EXCERPTED PASSAGE:
▽

I know someone who insists on reading every issue of the New Yorker, cover to cover, in order
When I was underemployed and between undergrad and grad school, I did this.
But it was because I was desperate for things to do; this was also the era of taking community college classes for fun. (Totally recommend poetry and German, less so some of the other ones).
I used to read it cover to cover. Then I got tired of it.
True story!
I could listen to your stories for hours, Sifu.
32 gets it right. Writer, kill your darlings. Then kill all the rest of your words. Then retire from writing. Be true to your philosophy.
I used to read it cover to cover. Then I got tired of it.
Me too! Awesome!
50 -- Geez, even one hour would have to contain like 1,000 stories. It's like the world's most boring grindcore.
54: I'm the Morbid Angel of this thing that happened once.
I don't think I've ever actually read a whole SFJ column. Judging from the excerpts I've read, though, I don't think I could stand to.
Morbid Angel isn't grindcore. Perhaps you're thinking of Anal Cunt. but really, who isn't.
57: hah! You've fallen right into my trap! They may not be grindcore, but they were on a seminal Earache records grindcore compilation and earned much of their original notoriety from their connection to the grindcore scene!
(Doing a little stupid circular dance of victory.)
I think I know one of the guys in Anal Cunt.
I love having no idea what people are talking about. It confirms my suspicions about myself.
58: Are you sure you aren't thinking of Napalm Death?
But really, who isn't thinking of Napalm Death with those memos being released today.
61: I'm totally thinking of Morbid Angel.
As far as I know I've never actually heard any of these bands, so not to worry, Parenthetical. I just spent a lot of time grindcore and/or metal adjacent.
46: The ambiguity is not that hard to figure out: why are we interested in Sasha Frere-Jones? Who reads the New Yorker? Take those as straight questions. See where the answers take you. Don't you (doesn't one) do this all the time?
Sorry to neb, who I tend to think does the same thing all the time.
Parsley. If you mean it straight, you mean it straight. Come on!
63: I can't begin to tell you how uninterested I am in your quasi-philosophical attempts to get everybody to interrogate the roots of their shallow, pointless existences.
Who reads the New Yorker?
Nobody actually reads the New Yorker. Seriously. It's just that it costs only about 24 cents per issue for a 2-year subscription, and it seems like more trouble than it's worth to cancel.
I mean, I read the New Yorker because it's something to read. I talk about SFJ because it's something to talk about. Some of us read things just because, hey, something to read that's brief, some of us talk about random crap with people on the internet, some of us judge every little thing that other people do and find it ambiguously wanting. Everybody needs a hobby, no matter how transparently embarrassing that hobby is to everybody else.
Grr! Grumpy Sifu probably should eat something and finish reading this David Sedaris piece! Grr!

△

Stored records:
▽

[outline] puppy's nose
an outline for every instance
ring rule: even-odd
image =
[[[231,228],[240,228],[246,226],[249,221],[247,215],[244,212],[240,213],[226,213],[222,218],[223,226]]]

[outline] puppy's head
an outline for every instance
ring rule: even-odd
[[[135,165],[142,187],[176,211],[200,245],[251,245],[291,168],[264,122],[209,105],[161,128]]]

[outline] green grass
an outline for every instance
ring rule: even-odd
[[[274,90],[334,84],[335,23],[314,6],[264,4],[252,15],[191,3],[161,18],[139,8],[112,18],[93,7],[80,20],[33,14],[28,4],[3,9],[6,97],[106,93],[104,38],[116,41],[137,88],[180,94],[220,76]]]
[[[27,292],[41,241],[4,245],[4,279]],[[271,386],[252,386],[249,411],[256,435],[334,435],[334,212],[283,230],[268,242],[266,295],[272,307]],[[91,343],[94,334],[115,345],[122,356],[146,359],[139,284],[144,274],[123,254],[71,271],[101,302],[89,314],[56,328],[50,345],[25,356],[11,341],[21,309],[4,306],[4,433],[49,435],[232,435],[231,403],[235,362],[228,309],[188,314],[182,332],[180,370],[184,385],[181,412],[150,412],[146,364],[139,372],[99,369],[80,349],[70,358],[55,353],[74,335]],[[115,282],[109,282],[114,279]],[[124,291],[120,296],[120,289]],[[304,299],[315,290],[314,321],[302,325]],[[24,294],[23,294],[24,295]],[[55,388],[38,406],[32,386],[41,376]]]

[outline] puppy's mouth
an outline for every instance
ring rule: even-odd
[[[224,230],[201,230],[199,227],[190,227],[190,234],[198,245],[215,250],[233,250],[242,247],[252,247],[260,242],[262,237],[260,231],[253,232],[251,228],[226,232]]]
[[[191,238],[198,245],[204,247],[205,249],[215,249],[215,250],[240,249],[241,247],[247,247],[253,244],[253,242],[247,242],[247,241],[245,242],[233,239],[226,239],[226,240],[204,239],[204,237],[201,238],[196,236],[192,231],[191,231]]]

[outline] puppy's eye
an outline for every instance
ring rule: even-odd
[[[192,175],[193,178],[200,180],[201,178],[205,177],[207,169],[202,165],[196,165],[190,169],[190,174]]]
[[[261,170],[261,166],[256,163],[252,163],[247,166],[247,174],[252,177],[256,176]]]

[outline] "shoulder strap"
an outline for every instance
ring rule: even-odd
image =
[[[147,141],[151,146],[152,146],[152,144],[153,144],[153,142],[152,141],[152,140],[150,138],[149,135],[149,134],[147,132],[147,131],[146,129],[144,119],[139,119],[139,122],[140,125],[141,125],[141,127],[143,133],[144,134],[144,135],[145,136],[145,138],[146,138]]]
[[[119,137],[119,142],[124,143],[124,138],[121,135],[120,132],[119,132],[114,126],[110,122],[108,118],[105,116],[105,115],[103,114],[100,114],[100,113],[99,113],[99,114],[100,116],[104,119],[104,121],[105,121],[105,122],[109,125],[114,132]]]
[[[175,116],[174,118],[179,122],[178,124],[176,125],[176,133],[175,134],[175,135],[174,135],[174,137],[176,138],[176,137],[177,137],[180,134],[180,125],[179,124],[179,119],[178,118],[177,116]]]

△

INSTRUCTION 1:
In the comment thread about the New Yorker, roughly how much does each issue cost with a 2-year subscription?
INSTRUCTION 2:
Pick up the comment thread about the New Yorker after its last comment and keep it going.
Those stored lines play no role in this work.

FINAL ANSWER 1:
About 24 cents per issue.

FINAL ANSWER 2:
64: Okay, I mean it straight.
65: Sifu, I don't care what you're interested in.
69.2: then why'd you ask me to think about why I read the fucking New Yorker? Because maybe -- though you're not interested, you understand, in what I'm actually interested in right now -- maybe someday I'd realize that I'd just been floating along in a trance of conformism, and I'd have you to thank for snapping me out of it? Come on.
I realize I'm reading a lot into your comments, but seriously, if you aren't keeping things ambiguous so that you have deniability when people call you on being astoundingly judgmental more-or-less constantly, then your method is pretty fucking mysterious.
Grr to everybody back. I have to say that the attempt to watch over the eldest cat here when she's not doing so well is freaking exhausting, and I hope she doesn't hang on terribly long. That's awful.
70.2: I did not realize that I'm being astoundingly judgmental more or less constantly. I'll attend to my own comments more carefully.
seems like more trouble than it's worth to cancel.
For months after I canceled, the amount of New Yorker e-mail asking me to resubscribe exceeded the amount of spam I received at the same e-mail address.
The rest of us have rich, meaningful, New-Yorker-free lives. Neb just reads it in small doses since the meaninglessness it causes helps him better learn German.
I read most of the New Yorker most of the time. Does that mean I can't qualify as upper middle brow?
I think we've had the New Yorker fight here before, actually.
We have always already had the New Yorker fight.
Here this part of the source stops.